### TEXT BLOCK
Deploying “Hello, World!” DevOps Style

DevOps - Continuous Delivery
In the early days of DevOps, Jez Humble described the DevOps movement in an interview with me as “an anti-movement that defies description.” It was at the Agile Alliance 2011 conference in Salt Lake City, and it happened to be the 10th anniversary of the signing of the Agile Manifesto. I was conducting interviews with Manifesto Signatories, and I was fortunate enough to speak with thought leaders Jeff Sutherland, Andy Hunt, Jim Highsmith, and Ward Cunningham among others.

That same month Addison Wesley published “Continuous Delivery,” in which coauthors Jez Humble and David Farley described a new model (adapted from Martin Fowler’s work) for the delivery and deployment of software. As Jez and David described it, Continuous Delivery (CD) borrowed from concepts in continuous integration of building and automating testing into the development process to ferret out bugs in code sooner. And as Martin Fowler himself writes, “Dave and Jez’s book picks up the story from CI to deal with that ‘last mile,’ describing how to build the deployment pipeline that turns integrated code into production software.”

Though the DevOps movement had been around for a couple of years, it was at this same conference that Patrick Dubois presented “Continuous Integration for the World”, where he discussed the difficulties in configuring environments, managing code thrown over “the wall,” and demoed some of the tools he used to help manage all of it. But for Patrick, DevOps was as much about culture and skills as it was tools. Since that time, these concepts have merged, and both open source and proprietary tools have come to fill the gaps. When you consider the pipeline, these tools span the distance from source code/repo management, configuration management and continuous integration (CI) to release automation, testing, and log aggregation and analytics. Given that context, it’s easy to see why the “DevOps” term has morphed.

So, how do you define “DevOps” today?

### PROVIDED RECORDS
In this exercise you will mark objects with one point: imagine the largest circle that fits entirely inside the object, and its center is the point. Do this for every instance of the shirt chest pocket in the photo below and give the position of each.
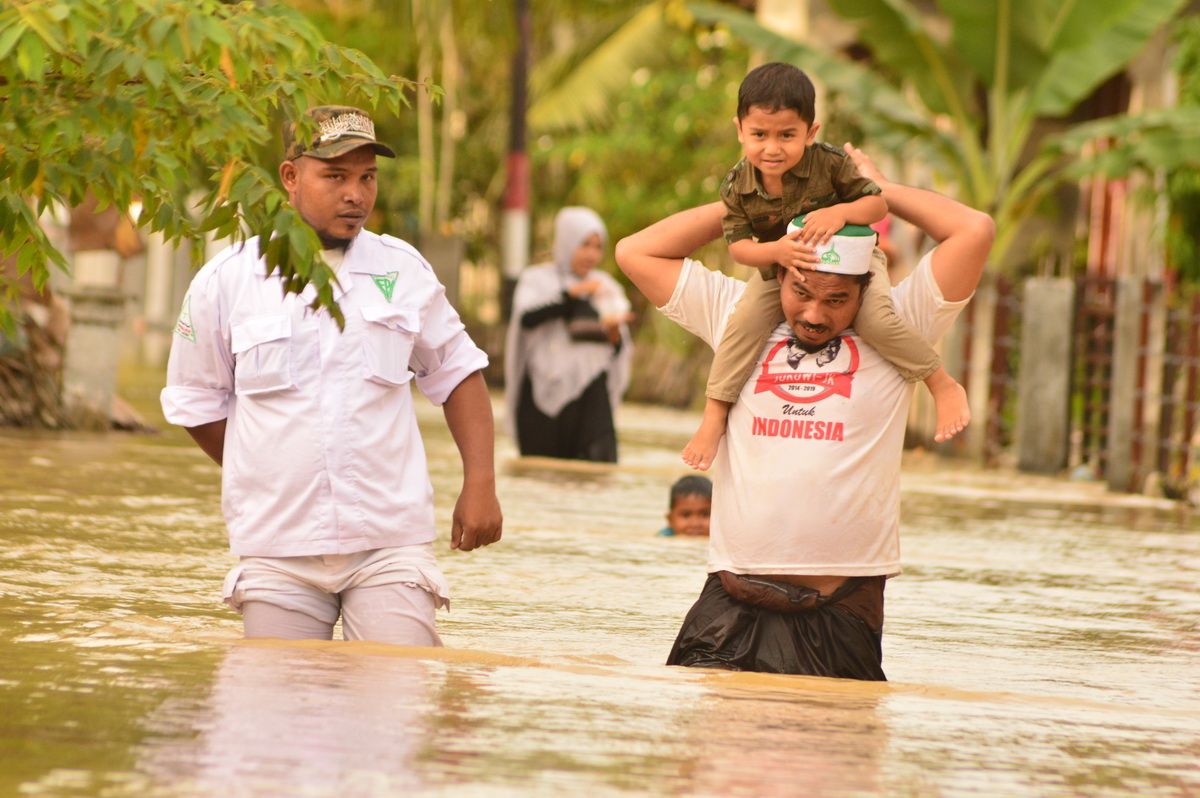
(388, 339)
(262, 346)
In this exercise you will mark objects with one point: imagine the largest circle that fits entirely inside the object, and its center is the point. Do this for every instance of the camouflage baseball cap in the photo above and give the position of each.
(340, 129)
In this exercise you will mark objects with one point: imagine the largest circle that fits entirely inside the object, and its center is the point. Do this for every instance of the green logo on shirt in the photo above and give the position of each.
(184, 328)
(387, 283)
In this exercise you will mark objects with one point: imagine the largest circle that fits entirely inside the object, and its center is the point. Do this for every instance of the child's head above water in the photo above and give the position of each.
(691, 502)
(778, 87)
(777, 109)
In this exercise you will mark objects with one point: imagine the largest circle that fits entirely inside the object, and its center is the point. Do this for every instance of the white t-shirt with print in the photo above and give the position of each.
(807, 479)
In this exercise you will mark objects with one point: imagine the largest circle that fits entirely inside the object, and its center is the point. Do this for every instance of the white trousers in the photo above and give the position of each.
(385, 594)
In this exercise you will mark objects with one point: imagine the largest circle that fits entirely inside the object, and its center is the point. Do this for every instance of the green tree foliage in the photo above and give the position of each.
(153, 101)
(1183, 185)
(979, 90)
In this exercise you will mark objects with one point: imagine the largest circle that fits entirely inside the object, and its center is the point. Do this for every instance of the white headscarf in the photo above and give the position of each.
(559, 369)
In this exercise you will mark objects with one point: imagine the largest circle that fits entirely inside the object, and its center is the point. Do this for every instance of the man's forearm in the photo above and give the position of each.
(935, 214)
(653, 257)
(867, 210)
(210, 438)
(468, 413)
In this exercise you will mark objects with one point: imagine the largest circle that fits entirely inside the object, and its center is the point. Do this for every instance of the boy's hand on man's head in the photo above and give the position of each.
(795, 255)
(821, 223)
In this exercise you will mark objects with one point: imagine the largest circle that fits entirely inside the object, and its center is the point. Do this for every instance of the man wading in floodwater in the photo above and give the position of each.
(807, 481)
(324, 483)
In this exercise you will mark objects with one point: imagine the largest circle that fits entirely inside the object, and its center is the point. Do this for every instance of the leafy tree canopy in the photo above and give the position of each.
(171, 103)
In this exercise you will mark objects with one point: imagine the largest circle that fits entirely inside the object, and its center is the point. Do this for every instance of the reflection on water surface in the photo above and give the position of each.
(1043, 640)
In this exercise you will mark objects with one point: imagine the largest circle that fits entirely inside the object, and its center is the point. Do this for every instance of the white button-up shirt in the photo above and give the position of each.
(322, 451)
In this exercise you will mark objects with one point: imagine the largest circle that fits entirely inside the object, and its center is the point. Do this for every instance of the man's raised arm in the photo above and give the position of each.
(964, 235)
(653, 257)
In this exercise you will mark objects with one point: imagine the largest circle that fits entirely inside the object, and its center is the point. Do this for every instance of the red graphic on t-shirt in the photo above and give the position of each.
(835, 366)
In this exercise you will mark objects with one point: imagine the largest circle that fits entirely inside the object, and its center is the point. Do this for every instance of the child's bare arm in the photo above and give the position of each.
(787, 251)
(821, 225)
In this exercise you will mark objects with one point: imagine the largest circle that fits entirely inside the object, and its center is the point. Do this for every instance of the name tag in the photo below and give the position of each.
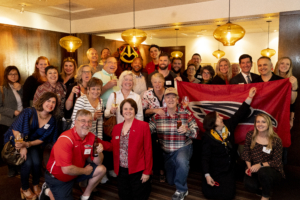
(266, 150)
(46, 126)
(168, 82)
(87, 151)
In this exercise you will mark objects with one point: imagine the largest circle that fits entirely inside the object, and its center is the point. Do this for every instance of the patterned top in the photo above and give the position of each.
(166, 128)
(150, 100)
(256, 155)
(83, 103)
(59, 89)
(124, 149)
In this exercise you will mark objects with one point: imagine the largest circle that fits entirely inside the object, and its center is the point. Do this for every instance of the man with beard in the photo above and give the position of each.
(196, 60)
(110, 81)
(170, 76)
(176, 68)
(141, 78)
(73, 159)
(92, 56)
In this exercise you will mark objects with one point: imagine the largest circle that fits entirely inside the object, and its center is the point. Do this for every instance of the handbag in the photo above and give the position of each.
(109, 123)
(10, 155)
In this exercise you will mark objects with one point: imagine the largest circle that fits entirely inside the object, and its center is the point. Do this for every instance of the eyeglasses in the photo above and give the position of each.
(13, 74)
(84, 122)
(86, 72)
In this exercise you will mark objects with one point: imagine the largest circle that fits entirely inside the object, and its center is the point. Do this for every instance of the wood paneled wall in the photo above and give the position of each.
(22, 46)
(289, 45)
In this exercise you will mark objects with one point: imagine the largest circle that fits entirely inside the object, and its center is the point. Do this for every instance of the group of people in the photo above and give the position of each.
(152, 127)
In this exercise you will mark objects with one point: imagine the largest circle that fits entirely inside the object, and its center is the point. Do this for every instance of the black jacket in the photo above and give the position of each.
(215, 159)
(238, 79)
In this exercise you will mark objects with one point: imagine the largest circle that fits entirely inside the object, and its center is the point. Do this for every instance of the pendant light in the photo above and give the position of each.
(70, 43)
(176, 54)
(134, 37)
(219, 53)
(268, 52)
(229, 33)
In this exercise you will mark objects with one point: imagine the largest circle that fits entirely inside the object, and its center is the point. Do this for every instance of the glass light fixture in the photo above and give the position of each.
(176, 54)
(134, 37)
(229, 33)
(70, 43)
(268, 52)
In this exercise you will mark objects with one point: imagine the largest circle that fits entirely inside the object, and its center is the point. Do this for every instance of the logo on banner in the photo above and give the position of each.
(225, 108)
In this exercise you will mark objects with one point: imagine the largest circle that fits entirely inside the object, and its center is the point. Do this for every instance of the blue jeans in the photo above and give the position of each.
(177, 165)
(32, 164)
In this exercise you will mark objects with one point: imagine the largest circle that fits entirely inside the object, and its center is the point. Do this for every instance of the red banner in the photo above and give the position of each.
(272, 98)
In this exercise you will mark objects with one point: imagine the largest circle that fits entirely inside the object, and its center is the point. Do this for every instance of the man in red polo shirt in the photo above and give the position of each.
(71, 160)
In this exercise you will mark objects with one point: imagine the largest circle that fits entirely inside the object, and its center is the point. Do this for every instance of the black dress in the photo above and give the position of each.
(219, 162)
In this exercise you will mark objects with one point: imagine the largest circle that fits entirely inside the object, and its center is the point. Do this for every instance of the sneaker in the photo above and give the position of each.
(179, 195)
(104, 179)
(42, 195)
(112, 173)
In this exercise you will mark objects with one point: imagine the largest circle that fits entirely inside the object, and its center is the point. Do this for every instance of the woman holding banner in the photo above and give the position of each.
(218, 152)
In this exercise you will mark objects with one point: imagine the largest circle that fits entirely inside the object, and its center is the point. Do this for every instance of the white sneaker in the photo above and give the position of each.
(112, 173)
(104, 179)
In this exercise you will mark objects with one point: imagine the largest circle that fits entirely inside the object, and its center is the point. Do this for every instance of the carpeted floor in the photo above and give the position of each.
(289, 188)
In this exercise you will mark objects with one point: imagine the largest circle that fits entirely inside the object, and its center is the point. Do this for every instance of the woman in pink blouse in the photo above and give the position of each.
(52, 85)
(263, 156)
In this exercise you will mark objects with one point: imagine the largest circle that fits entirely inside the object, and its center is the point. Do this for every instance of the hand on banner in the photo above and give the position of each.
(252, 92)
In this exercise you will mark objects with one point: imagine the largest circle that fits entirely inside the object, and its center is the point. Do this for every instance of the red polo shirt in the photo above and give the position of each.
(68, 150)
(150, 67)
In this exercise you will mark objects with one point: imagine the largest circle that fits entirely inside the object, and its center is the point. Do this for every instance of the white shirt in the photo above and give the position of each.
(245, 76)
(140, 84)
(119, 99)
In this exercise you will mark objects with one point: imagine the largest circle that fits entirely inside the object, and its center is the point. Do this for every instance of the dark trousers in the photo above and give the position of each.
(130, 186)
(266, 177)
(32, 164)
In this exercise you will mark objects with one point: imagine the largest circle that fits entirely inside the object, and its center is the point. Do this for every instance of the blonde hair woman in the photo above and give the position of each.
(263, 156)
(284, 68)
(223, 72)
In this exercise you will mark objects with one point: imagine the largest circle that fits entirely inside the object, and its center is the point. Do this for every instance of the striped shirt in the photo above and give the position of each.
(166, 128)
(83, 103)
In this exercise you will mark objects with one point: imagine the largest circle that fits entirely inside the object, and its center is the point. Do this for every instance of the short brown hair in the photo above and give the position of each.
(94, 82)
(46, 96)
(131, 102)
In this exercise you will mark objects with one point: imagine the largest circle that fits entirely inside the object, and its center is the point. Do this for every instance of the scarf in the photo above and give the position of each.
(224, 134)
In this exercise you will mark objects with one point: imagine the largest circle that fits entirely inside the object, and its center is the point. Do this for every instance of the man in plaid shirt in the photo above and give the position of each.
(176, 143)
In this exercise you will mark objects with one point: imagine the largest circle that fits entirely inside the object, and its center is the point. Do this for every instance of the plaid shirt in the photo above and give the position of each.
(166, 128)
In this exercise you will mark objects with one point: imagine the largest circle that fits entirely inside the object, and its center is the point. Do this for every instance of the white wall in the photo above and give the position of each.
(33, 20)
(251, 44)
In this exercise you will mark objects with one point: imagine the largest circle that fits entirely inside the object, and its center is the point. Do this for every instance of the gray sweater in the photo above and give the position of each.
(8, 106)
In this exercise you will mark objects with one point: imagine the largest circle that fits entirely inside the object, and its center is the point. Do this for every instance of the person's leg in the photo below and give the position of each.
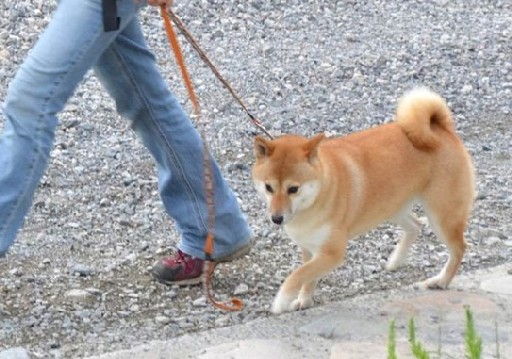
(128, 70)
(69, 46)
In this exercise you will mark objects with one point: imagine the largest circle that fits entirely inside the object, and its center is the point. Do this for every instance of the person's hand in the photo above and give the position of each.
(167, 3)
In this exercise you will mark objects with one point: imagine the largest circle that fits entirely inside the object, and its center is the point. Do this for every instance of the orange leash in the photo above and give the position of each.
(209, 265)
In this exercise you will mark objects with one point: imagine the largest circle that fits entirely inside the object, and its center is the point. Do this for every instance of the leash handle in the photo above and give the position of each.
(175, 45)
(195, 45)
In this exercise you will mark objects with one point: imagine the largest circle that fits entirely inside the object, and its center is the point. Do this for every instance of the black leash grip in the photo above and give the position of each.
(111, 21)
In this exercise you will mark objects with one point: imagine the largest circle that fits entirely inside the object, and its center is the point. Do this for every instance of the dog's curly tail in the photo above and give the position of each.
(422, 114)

### WORK TO DO
1. In the DevOps article, which publisher put out the book "Continuous Delivery"?
2. Retype the passage of the DevOps article between "Though the DevOps" and "term has morphed.", inclusive.
3. Extend the DevOps article by writing what follows its last sentence.

### THE RESULTS
1. Addison Wesley

2.
Though the DevOps movement had been around for a couple of years, it was at this same conference that Patrick Dubois presented “Continuous Integration for the World”, where he discussed the difficulties in configuring environments, managing code thrown over “the wall,” and demoed some of the tools he used to help manage all of it. But for Patrick, DevOps was as much about culture and skills as it was tools. Since that time, these concepts have merged, and both open source and proprietary tools have come to fill the gaps. When you consider the pipeline, these tools span the distance from source code/repo management, configuration management and continuous integration (CI) to release automation, testing, and log aggregation and analytics. Given that context, it’s easy to see why the “DevOps” term has morphed.

3.
In most ways, DevOps still defies description, in part because marketers have hijacked the term and distorted its meaning. If you consider its origins, one might conclude that it’s a confluence of all that’s come before it: software lifecycle, ALM, continuous delivery, and various flavors of agile methodology with a little lean thrown in. In that light, DevOps spans the CD pipeline and is therefore part design patterns, part engineering practices, part tools and part culture. But does that, in turn, mean that developers consider themselves to be part of DevOps? Not so much.

Wikipedia defines DevOps as “a software development method that emphasizes communication, collaboration (information sharing and web service usage), integration, automation, and measurement of cooperation between software developers and other IT professionals.” Accepting that definition leaves us back at the wall, only the boundary has moved. Agile methodologies already stress communication, collaboration and even measurement of team velocity. The only real distinction seems to separate coders from everyone else.

J.P. Morgenthal says to “Forget what DevOps is, focus on DevOps goals.” Development, QA and operations each plays a role and if any is approached in isolation, it will force a wait state or create a backlog. The goal of DevOps (and Continuous Delivery) is to reduce the cost, risk, and time of delivering incremental changes to customers.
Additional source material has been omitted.